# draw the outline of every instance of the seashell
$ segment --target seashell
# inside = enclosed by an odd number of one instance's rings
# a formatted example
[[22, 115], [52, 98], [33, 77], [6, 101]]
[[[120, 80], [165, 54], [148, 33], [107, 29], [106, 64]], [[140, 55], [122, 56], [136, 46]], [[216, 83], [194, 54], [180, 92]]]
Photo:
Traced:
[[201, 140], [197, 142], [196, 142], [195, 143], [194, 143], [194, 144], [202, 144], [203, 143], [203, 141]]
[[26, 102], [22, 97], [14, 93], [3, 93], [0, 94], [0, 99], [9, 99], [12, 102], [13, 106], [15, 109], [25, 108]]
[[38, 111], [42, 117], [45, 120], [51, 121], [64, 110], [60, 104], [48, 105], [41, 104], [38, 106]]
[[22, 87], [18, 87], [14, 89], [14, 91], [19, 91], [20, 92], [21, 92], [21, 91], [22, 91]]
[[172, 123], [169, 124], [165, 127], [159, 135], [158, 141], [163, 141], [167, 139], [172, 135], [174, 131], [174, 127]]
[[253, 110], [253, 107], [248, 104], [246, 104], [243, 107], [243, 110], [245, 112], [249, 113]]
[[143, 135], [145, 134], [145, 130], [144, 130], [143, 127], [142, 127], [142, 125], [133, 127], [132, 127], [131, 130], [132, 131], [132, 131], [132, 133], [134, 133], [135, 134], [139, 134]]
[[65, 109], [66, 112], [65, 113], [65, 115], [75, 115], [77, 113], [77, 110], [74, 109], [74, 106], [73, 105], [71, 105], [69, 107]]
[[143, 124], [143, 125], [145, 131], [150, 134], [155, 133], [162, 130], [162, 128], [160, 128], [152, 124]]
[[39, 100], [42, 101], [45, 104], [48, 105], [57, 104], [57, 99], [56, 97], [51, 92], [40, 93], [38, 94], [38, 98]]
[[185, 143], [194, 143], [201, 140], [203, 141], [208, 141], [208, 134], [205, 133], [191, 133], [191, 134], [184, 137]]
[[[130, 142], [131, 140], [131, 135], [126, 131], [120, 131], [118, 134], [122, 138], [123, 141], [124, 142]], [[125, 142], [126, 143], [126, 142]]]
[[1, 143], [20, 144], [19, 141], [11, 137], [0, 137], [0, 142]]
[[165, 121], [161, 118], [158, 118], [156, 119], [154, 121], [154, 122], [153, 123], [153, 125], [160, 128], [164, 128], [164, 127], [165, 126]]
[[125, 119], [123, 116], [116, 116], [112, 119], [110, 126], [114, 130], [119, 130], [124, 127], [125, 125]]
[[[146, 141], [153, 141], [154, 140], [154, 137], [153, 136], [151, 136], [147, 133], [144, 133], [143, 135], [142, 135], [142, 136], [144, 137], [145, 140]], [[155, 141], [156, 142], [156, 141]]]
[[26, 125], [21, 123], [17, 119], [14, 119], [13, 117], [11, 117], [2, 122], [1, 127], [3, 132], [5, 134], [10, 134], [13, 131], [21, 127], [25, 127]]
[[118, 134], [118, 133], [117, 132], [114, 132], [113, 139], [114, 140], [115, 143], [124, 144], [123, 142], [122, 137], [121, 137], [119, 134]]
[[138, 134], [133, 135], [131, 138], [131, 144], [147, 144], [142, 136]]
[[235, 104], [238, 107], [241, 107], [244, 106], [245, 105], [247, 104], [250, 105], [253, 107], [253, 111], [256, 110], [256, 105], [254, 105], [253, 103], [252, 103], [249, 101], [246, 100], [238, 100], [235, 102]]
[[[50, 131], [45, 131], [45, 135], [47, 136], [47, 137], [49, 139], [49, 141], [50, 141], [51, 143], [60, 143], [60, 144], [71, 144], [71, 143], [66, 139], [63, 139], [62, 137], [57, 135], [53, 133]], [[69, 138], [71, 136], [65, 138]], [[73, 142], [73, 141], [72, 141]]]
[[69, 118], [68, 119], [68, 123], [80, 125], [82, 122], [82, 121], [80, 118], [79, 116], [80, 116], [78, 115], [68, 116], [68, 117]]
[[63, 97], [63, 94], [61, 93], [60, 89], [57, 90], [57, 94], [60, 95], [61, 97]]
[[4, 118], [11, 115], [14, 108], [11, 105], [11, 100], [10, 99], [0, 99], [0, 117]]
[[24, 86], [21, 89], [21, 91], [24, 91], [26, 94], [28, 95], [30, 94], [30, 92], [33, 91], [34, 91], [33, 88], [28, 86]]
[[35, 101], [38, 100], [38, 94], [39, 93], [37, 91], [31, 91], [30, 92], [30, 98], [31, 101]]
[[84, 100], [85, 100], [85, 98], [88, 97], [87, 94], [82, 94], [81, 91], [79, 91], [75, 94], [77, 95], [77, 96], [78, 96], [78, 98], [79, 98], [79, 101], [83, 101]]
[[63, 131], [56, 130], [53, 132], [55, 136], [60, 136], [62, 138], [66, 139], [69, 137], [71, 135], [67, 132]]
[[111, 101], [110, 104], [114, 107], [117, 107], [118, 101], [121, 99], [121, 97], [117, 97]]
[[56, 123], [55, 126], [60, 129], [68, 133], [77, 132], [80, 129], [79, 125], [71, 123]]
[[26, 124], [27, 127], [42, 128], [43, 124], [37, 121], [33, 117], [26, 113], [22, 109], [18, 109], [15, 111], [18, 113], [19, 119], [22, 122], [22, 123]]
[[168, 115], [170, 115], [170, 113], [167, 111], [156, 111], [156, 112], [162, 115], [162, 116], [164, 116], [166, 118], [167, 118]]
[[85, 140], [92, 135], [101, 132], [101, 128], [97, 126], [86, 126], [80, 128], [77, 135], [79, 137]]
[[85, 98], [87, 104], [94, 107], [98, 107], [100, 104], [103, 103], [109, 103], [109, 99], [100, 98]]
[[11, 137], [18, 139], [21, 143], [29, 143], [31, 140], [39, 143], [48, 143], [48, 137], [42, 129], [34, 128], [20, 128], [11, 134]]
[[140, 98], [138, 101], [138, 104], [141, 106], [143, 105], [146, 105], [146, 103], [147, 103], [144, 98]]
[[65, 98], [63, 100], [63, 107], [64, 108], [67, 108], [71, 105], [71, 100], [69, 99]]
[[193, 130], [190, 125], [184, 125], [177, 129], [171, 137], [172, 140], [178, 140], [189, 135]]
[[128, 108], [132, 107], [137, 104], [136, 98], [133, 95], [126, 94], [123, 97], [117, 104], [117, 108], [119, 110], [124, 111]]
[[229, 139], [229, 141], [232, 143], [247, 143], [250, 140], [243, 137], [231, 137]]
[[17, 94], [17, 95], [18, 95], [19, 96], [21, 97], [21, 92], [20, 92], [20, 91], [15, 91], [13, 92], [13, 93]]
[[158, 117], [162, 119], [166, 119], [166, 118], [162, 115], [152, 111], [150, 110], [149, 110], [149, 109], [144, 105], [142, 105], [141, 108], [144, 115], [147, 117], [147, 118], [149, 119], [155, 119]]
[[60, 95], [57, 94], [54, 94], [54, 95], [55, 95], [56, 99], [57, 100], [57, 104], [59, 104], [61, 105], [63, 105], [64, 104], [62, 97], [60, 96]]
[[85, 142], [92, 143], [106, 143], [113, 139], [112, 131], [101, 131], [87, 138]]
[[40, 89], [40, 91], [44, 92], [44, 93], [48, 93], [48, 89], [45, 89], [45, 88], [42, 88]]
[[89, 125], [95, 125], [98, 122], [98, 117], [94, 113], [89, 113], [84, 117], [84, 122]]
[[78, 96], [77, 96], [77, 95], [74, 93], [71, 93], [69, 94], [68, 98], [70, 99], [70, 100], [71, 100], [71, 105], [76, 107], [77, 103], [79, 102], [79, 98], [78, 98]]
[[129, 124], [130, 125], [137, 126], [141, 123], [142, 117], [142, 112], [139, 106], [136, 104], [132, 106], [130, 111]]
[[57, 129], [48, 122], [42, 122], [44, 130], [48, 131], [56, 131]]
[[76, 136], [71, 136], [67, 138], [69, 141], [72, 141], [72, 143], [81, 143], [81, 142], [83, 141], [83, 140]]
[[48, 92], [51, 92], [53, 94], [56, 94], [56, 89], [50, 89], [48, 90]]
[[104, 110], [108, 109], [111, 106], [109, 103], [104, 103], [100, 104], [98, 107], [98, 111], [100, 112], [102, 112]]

────

- **YOUR INSTRUCTIONS**: Can you copy the material from its beginning through the line containing "128], [152, 124]]", swapping "seashell" for "scallop" and keeping everything else the same?

- **THE OUTPUT**:
# draw the outline of every instance of the scallop
$ segment --target scallop
# inside = enclosed by an odd number of one instance's rings
# a formatted example
[[22, 115], [52, 98], [33, 77], [6, 101]]
[[[120, 80], [165, 54], [148, 33], [107, 29], [106, 64]], [[140, 55], [122, 56], [136, 46]], [[216, 83], [194, 54], [180, 92]]]
Photo:
Traced:
[[201, 140], [197, 142], [196, 142], [195, 143], [194, 143], [194, 144], [202, 144], [203, 143], [203, 141]]
[[26, 102], [22, 97], [14, 93], [3, 93], [0, 94], [0, 99], [9, 99], [12, 102], [13, 106], [15, 109], [25, 108]]
[[38, 111], [42, 117], [45, 120], [51, 121], [64, 110], [60, 104], [48, 105], [41, 104], [38, 106]]
[[22, 87], [18, 87], [14, 89], [14, 91], [19, 91], [20, 92], [21, 92], [21, 91], [22, 91]]
[[172, 123], [169, 124], [165, 127], [159, 135], [158, 141], [163, 141], [167, 139], [172, 135], [174, 131], [174, 127]]
[[253, 110], [253, 107], [248, 104], [246, 104], [243, 107], [243, 110], [245, 112], [249, 113]]
[[143, 135], [145, 134], [145, 130], [144, 130], [143, 127], [142, 127], [142, 125], [133, 127], [132, 127], [131, 130], [132, 131], [132, 131], [132, 133], [134, 133], [135, 134], [139, 134]]
[[65, 109], [66, 112], [65, 113], [65, 115], [75, 115], [77, 113], [77, 110], [74, 109], [74, 106], [73, 105], [71, 105], [69, 107]]
[[143, 124], [143, 125], [145, 131], [150, 134], [155, 133], [162, 130], [162, 128], [160, 128], [152, 124]]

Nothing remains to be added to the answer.